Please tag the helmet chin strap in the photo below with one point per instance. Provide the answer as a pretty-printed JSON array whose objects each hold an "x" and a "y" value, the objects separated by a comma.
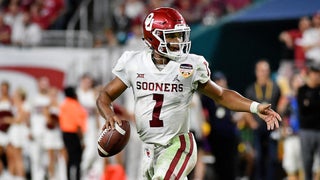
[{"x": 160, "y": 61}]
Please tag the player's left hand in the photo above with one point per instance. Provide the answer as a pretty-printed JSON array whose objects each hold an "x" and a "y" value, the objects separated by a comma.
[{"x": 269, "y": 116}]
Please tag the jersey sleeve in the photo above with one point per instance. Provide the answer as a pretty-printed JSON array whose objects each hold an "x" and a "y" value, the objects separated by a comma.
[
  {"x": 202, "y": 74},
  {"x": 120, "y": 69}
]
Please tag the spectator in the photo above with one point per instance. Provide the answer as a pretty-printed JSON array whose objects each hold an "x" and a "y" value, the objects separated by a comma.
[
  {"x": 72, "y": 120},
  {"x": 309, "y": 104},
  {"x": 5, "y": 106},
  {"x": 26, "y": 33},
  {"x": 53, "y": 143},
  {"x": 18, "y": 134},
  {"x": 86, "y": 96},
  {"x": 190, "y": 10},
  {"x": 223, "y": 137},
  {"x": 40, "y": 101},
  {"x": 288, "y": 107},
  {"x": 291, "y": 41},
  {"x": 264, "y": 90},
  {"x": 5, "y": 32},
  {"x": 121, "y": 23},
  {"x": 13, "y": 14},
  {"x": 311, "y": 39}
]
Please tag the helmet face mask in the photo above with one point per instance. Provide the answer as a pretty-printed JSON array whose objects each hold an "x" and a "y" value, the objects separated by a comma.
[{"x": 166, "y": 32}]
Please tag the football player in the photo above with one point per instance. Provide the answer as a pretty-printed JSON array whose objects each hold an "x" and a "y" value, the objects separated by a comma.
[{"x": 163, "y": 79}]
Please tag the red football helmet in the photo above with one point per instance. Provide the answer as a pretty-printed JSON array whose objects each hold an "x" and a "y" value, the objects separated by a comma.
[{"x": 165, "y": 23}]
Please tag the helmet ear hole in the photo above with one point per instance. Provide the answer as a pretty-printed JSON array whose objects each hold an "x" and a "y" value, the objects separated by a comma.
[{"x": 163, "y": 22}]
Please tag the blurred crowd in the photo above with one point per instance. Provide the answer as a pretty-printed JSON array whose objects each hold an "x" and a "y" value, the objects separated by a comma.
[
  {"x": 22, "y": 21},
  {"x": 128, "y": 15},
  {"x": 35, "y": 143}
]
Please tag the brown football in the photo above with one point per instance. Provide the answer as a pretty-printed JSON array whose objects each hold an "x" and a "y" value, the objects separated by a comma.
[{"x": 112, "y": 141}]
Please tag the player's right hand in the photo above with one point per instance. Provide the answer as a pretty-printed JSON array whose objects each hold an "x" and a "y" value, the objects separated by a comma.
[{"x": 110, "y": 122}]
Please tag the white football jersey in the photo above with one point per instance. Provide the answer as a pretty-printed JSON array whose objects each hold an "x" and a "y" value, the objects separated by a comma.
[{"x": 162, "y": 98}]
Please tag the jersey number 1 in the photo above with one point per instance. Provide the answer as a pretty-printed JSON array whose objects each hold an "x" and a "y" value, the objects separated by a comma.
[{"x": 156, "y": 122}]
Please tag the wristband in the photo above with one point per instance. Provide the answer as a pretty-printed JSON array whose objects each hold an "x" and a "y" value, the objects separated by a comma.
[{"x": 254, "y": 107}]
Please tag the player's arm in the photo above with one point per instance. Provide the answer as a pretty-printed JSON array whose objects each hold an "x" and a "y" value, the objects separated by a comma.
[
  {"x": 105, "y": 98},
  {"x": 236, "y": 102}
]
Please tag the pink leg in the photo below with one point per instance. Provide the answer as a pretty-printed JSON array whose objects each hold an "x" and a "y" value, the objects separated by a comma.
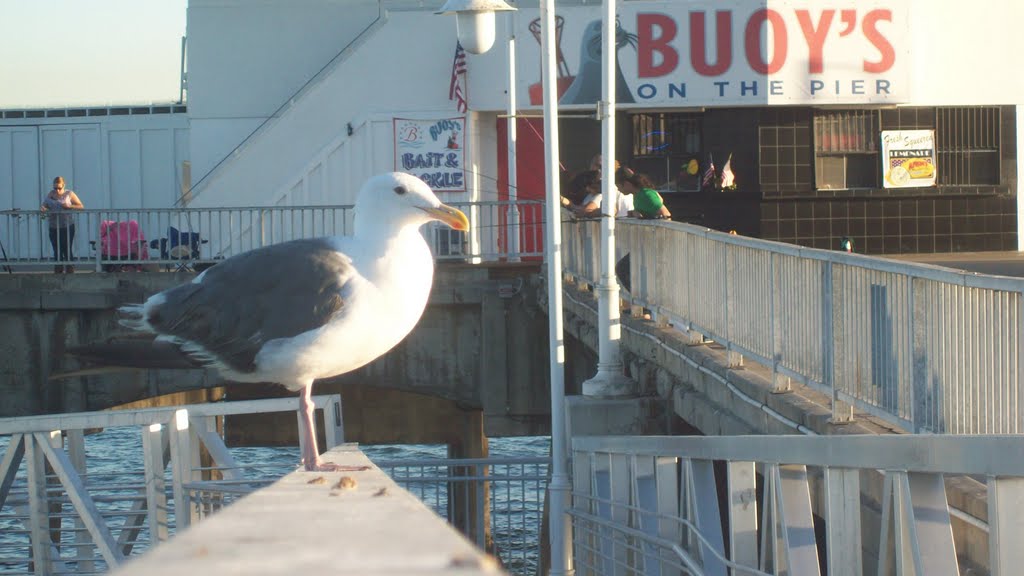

PROBLEM DETAILS: Your copy should match the records word for word, with the pictures removed.

PROBLEM SOLUTION:
Please tag the helmet chin strap in the photo below with one point per instance. Provide the answer as a pretty-printed JSON array whose objects each hold an "x" and a "y" value, the objects separated by a comma.
[{"x": 160, "y": 61}]
Please tag the player's left hand in the photo above with one point per instance. Provide the answer as a pretty-printed JSON array whose objects each hold an "x" and a "y" value, the objects separated by a comma.
[{"x": 269, "y": 116}]
Please tag the jersey sleeve in the photo above with one point per instance. Provide the answer as a pretty-printed JSON array whose objects each hold an "x" and a "y" value, the objects separated by a comma.
[
  {"x": 202, "y": 74},
  {"x": 120, "y": 69}
]
Please tag the spectator in the photo above with one point per instance. Provide the answer as a pretty-printed JSON array whose objects each hold an "x" and a "y" value, the objects separated by a comma.
[
  {"x": 72, "y": 120},
  {"x": 309, "y": 104},
  {"x": 5, "y": 106},
  {"x": 26, "y": 33},
  {"x": 53, "y": 143},
  {"x": 18, "y": 134},
  {"x": 86, "y": 96},
  {"x": 190, "y": 10},
  {"x": 223, "y": 137},
  {"x": 40, "y": 101},
  {"x": 288, "y": 107},
  {"x": 291, "y": 41},
  {"x": 264, "y": 90},
  {"x": 5, "y": 32},
  {"x": 121, "y": 23},
  {"x": 13, "y": 14},
  {"x": 311, "y": 39}
]
Please tag the helmet face mask in the photo above with one point per instance. Provide the answer as a pretty-printed JSON array whose objects each hold an "x" and a "y" value, the objects separated by a comma.
[{"x": 166, "y": 32}]
Please tag the football player in the photo above with one point per instance. Provide the answer as a pretty-printed JSON array whose objects each hold an "x" and a "y" value, the objects separated by a comma.
[{"x": 163, "y": 79}]
Please tag the red football helmet in the photo above with one point per instance. Provide the answer as a pretty-printed JSON array whose objects each hold an "x" and a "y" value, the objects separated by a comma.
[{"x": 165, "y": 23}]
Please tag the helmet ear hole in the photo above with one point per instance. Provide the answer as a pretty-printed JSON array whose objects each hold an "x" and a "y" value, the objects separated by a comma.
[{"x": 163, "y": 22}]
Please tag the blurred crowd in the photo above with one point per instance. Provide the answer as a pretty-printed JSON array whose objects each hold an "x" and a "y" value, the objects separated by a comma.
[
  {"x": 22, "y": 21},
  {"x": 128, "y": 15},
  {"x": 35, "y": 143}
]
Please tag the brown football in the photo above with one point per instance. Provide the answer as a pretty-printed JSON array whose objects each hold an "x" and a "y" value, the objects separated by a comma.
[{"x": 112, "y": 141}]
Please tag the player's right hand in the photo above with one point per instance. Provide the answer as a pretty-printed JSON array whose objects each hold an "x" and a "y" value, the objects separated by a comma.
[{"x": 110, "y": 122}]
Please tag the white football jersey in the photo above with one point per instance. Provide the answer as a pretty-printed JSON array whose objects each hold an "x" and a "y" value, the objects separated by a comma.
[{"x": 162, "y": 98}]
Please tag the jersey number 1 in the photo above with one point per instance. Provide the answer as a pretty-printed JSON array whose objects each hold an "x" and a "y" value, the objects separated by a comma.
[{"x": 156, "y": 122}]
Please tag the wristband in the photo above with one point per instance. Provide the answer as a pretty-printed JSON array whose objects each hold an "x" and a "y" value, the objects separated by a comma.
[{"x": 254, "y": 107}]
Please tag the player's arm in the photo above with one point per instance. Provide the answer as a pretty-printed JSON array whose objects each hold an "x" and a "y" value, the objects separated by a comma.
[
  {"x": 105, "y": 98},
  {"x": 236, "y": 102}
]
Please tag the pink leg in the photo below with one point per instance. Provide the answer as a pretty-printed JSON array whose objects each hold an "x" and a "y" value, the objects separated by a comma.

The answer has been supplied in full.